*INPUT ROWS:*
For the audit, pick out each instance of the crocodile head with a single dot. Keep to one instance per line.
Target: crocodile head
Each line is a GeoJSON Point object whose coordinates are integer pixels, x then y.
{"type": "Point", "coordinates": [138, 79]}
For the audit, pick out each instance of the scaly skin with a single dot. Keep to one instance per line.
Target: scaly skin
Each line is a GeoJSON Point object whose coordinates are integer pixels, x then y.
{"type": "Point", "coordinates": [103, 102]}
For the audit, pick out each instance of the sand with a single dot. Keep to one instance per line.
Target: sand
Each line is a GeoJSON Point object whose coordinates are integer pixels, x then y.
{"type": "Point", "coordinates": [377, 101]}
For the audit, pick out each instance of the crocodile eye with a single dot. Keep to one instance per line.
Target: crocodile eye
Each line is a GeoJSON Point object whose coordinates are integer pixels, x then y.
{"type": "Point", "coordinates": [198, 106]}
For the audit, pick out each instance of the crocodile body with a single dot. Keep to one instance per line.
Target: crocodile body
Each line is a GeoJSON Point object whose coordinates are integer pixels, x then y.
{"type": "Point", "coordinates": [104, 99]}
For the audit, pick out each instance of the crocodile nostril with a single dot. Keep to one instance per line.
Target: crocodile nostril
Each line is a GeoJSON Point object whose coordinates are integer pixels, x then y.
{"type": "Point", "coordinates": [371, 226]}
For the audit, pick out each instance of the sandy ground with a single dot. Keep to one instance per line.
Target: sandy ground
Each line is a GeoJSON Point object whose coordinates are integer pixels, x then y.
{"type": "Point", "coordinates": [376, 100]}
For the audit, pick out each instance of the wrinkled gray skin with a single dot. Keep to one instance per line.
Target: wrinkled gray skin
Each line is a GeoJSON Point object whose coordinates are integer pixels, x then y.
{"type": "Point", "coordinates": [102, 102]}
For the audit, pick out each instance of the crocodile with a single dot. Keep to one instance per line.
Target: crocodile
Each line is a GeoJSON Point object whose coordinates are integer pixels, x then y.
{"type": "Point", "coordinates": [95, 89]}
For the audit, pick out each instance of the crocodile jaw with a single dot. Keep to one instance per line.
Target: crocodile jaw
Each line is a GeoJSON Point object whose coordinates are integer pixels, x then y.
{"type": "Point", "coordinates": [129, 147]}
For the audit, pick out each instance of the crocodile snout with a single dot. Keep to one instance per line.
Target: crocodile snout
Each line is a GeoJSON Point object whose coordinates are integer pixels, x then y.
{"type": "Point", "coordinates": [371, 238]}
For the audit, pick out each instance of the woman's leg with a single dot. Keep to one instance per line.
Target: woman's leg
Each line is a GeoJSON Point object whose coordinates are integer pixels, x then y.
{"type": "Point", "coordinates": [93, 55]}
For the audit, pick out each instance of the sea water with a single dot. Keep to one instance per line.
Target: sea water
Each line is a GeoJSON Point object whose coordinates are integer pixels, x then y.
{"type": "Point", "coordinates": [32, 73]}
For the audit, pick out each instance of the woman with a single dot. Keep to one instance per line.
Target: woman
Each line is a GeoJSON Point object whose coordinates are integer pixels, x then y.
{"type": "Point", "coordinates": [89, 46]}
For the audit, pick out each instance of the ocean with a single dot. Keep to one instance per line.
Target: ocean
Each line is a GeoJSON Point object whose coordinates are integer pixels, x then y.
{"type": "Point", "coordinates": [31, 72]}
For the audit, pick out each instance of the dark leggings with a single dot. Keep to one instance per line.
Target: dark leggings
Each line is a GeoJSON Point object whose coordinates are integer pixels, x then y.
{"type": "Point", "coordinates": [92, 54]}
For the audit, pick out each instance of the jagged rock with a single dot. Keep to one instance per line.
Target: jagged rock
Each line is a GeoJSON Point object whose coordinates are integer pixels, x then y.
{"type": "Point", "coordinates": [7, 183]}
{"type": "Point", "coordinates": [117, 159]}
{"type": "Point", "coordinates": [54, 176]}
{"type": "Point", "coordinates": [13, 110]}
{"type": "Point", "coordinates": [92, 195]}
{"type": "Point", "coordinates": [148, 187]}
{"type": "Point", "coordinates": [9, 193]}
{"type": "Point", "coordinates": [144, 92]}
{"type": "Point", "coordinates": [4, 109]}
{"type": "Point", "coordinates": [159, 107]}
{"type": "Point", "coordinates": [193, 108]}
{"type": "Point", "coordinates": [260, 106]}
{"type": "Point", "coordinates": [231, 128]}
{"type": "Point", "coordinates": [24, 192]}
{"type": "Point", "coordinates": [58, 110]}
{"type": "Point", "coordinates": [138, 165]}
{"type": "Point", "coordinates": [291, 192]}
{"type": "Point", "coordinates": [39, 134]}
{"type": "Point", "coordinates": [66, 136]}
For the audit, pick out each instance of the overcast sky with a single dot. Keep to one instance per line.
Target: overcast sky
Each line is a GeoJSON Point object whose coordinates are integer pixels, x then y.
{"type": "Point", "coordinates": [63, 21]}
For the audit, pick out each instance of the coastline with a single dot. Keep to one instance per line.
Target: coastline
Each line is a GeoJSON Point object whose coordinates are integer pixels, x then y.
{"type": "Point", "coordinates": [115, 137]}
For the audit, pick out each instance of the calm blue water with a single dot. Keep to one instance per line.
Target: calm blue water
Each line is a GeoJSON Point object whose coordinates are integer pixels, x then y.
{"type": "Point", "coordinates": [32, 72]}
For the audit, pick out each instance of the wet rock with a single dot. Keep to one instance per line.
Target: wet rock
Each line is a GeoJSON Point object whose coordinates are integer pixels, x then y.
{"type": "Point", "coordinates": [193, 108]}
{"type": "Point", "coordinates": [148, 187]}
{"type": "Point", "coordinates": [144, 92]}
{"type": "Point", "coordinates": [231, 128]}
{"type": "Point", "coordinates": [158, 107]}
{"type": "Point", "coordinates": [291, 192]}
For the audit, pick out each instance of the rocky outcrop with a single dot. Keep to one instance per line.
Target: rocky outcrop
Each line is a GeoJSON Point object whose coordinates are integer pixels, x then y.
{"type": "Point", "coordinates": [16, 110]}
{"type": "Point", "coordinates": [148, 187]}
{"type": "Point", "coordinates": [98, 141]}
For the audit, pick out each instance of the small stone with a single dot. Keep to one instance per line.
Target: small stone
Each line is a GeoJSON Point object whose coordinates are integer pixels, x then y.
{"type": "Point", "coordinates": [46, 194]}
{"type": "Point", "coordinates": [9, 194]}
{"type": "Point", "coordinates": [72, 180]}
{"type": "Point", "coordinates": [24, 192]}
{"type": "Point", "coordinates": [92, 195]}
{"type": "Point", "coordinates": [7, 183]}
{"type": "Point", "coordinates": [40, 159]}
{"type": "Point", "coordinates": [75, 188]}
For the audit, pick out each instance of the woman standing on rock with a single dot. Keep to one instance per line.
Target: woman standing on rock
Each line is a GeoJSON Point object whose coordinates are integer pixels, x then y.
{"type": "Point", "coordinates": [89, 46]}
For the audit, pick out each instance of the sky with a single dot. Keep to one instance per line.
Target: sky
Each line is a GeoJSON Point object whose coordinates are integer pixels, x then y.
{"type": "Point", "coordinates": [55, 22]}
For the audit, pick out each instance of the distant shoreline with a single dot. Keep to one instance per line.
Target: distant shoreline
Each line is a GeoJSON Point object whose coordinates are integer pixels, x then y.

*GOAL:* The records above are to be repeated exactly, in their entirety.

*RESULT OF THIS EXERCISE:*
For the audit, pick out each instance of the crocodile head with a single dot. Keep to one instance per line.
Target: crocodile head
Each line is a GeoJSON Point object whose coordinates are integer pixels, x then y.
{"type": "Point", "coordinates": [138, 79]}
For the audit, pick out each instance of the scaly skin with a single dot. Keep to one instance per line.
Target: scaly skin
Each line is a GeoJSON Point object whose coordinates are integer pixels, x then y.
{"type": "Point", "coordinates": [103, 102]}
For the audit, pick out each instance of the sand with a single dot. Keep to one instance per line.
Target: sand
Each line is a GeoJSON Point object whose coordinates are integer pixels, x then y.
{"type": "Point", "coordinates": [377, 101]}
For the audit, pick out each instance of the crocodile eye with a single dot. Keep to one instance per line.
Target: crocodile eye
Each line is a GeoJSON Point object whose coordinates are integer pixels, x then y.
{"type": "Point", "coordinates": [198, 106]}
For the audit, pick out each instance of the crocodile body with a single dot. Keep to one instance per line.
Target: crocodile body
Each line is a GeoJSON Point object whose coordinates are integer pixels, x then y.
{"type": "Point", "coordinates": [104, 99]}
For the audit, pick out each instance of the crocodile nostril with a single dot. Keep to one instance per line.
Target: crocodile nostril
Each line is a GeoJSON Point object whose coordinates are integer pixels, x then y.
{"type": "Point", "coordinates": [371, 226]}
For the audit, pick out each instance of the sandy ground with a single dot. Keep to one instance per line.
Target: sandy ground
Each line is a GeoJSON Point object whose coordinates are integer pixels, x then y.
{"type": "Point", "coordinates": [376, 100]}
For the audit, pick out each instance of the wrinkled gray skin with a single dot. Keep to one instance per line.
Target: wrinkled gray skin
Each line is a GeoJSON Point object whose coordinates are integer pixels, x then y.
{"type": "Point", "coordinates": [102, 102]}
For the audit, pick out each instance of the crocodile with a single dot. Keep to one instance per line.
Target: crocodile
Each line is a GeoJSON Point object whose coordinates are integer pixels, x then y.
{"type": "Point", "coordinates": [95, 89]}
For the audit, pick out each instance of the crocodile jaw with a single dot. Keep to one instance per line.
Target: crocodile jaw
Each line is a GeoJSON Point object whose coordinates are integer pixels, x then y.
{"type": "Point", "coordinates": [129, 147]}
For the audit, pick out each instance of the crocodile snout with a single dot. Keep to one instance per line.
Target: crocodile snout
Each line is a GeoJSON Point object whose coordinates are integer pixels, x then y.
{"type": "Point", "coordinates": [371, 238]}
For the audit, pick out each instance of the woman's leg with a single dot. Keep to one instance per line.
Target: woman's leg
Each line is a GeoJSON Point object whose coordinates are integer pixels, x then y.
{"type": "Point", "coordinates": [93, 55]}
For the audit, pick out each instance of the sea water with a single dot. Keep to one instance per line.
Target: sea water
Each line is a GeoJSON Point object whose coordinates are integer pixels, x then y.
{"type": "Point", "coordinates": [32, 73]}
For the audit, pick out each instance of the woman with a single dot. Keep to one instance per line.
Target: woman
Each line is a GeoJSON Point object whose coordinates are integer pixels, x then y.
{"type": "Point", "coordinates": [89, 46]}
For the audit, pick out each instance of the ocean with a single dot. Keep to one instance per line.
Target: ocean
Each line is a GeoJSON Point object whose coordinates are integer pixels, x then y.
{"type": "Point", "coordinates": [31, 72]}
For the audit, pick out each instance of the dark leggings with a single dot. Keep to one instance per line.
Target: dark leggings
Each line is a GeoJSON Point object whose coordinates are integer pixels, x then y.
{"type": "Point", "coordinates": [92, 54]}
For the audit, pick out each instance of the jagged rock with a single dot. Keep to one instance per line.
Target: jagged rock
Each line is a GeoJSON Point object whose coordinates are integer pixels, x then y.
{"type": "Point", "coordinates": [7, 183]}
{"type": "Point", "coordinates": [117, 159]}
{"type": "Point", "coordinates": [54, 176]}
{"type": "Point", "coordinates": [13, 110]}
{"type": "Point", "coordinates": [92, 195]}
{"type": "Point", "coordinates": [148, 187]}
{"type": "Point", "coordinates": [9, 193]}
{"type": "Point", "coordinates": [144, 92]}
{"type": "Point", "coordinates": [4, 109]}
{"type": "Point", "coordinates": [159, 107]}
{"type": "Point", "coordinates": [193, 108]}
{"type": "Point", "coordinates": [260, 106]}
{"type": "Point", "coordinates": [231, 128]}
{"type": "Point", "coordinates": [24, 192]}
{"type": "Point", "coordinates": [58, 110]}
{"type": "Point", "coordinates": [138, 165]}
{"type": "Point", "coordinates": [291, 192]}
{"type": "Point", "coordinates": [39, 134]}
{"type": "Point", "coordinates": [66, 136]}
For the audit, pick out each instance of the overcast sky with a single dot. Keep to one instance per line.
Target: overcast sky
Each line is a GeoJSON Point object whose coordinates are integer pixels, x then y.
{"type": "Point", "coordinates": [63, 21]}
For the audit, pick out each instance of the coastline with a single dot. Keep to one instance per line.
Target: coastline
Each line is a GeoJSON Point object whose coordinates are integer pixels, x then y.
{"type": "Point", "coordinates": [115, 137]}
For the audit, pick out each instance of the calm blue water with a single dot. Keep to one instance per line.
Target: calm blue water
Each line is a GeoJSON Point object whose coordinates are integer pixels, x then y.
{"type": "Point", "coordinates": [32, 72]}
For the audit, pick out each instance of the wet rock with a single dot. Keep to one instance per line.
Target: wet rock
Each line is a GeoJSON Point object whose coordinates are integer pixels, x then y.
{"type": "Point", "coordinates": [193, 108]}
{"type": "Point", "coordinates": [148, 187]}
{"type": "Point", "coordinates": [144, 92]}
{"type": "Point", "coordinates": [231, 128]}
{"type": "Point", "coordinates": [158, 107]}
{"type": "Point", "coordinates": [291, 192]}
For the audit, pick out each instance of the rocky outcrop with a single dot. Keep to one instance per line.
Target: rocky outcrop
Each line is a GeoJSON Point object whose coordinates are integer pixels, x then y.
{"type": "Point", "coordinates": [16, 110]}
{"type": "Point", "coordinates": [148, 187]}
{"type": "Point", "coordinates": [98, 141]}
For the audit, pick out each instance of the small stone with a single dot. Keep to one instance per line.
Target: small stone
Each line is a GeoJSON Point object whose coordinates are integer pixels, x then y.
{"type": "Point", "coordinates": [46, 194]}
{"type": "Point", "coordinates": [9, 194]}
{"type": "Point", "coordinates": [72, 180]}
{"type": "Point", "coordinates": [24, 192]}
{"type": "Point", "coordinates": [92, 195]}
{"type": "Point", "coordinates": [7, 183]}
{"type": "Point", "coordinates": [40, 159]}
{"type": "Point", "coordinates": [75, 188]}
For the audit, pick out each instance of the woman standing on rock with a single dot. Keep to one instance per line.
Target: woman standing on rock
Each line is a GeoJSON Point object whose coordinates are integer pixels, x then y.
{"type": "Point", "coordinates": [89, 46]}
For the audit, pick out each instance of the sky with a single dot. Keep to one instance per line.
Target: sky
Each line is a GeoJSON Point object whose coordinates are integer pixels, x then y.
{"type": "Point", "coordinates": [55, 22]}
For the audit, pick out each instance of the distant shoreline with a single dot. Keep to one instance per line.
Target: distant shoreline
Each line is a GeoJSON Point object whose coordinates are integer pixels, x then y.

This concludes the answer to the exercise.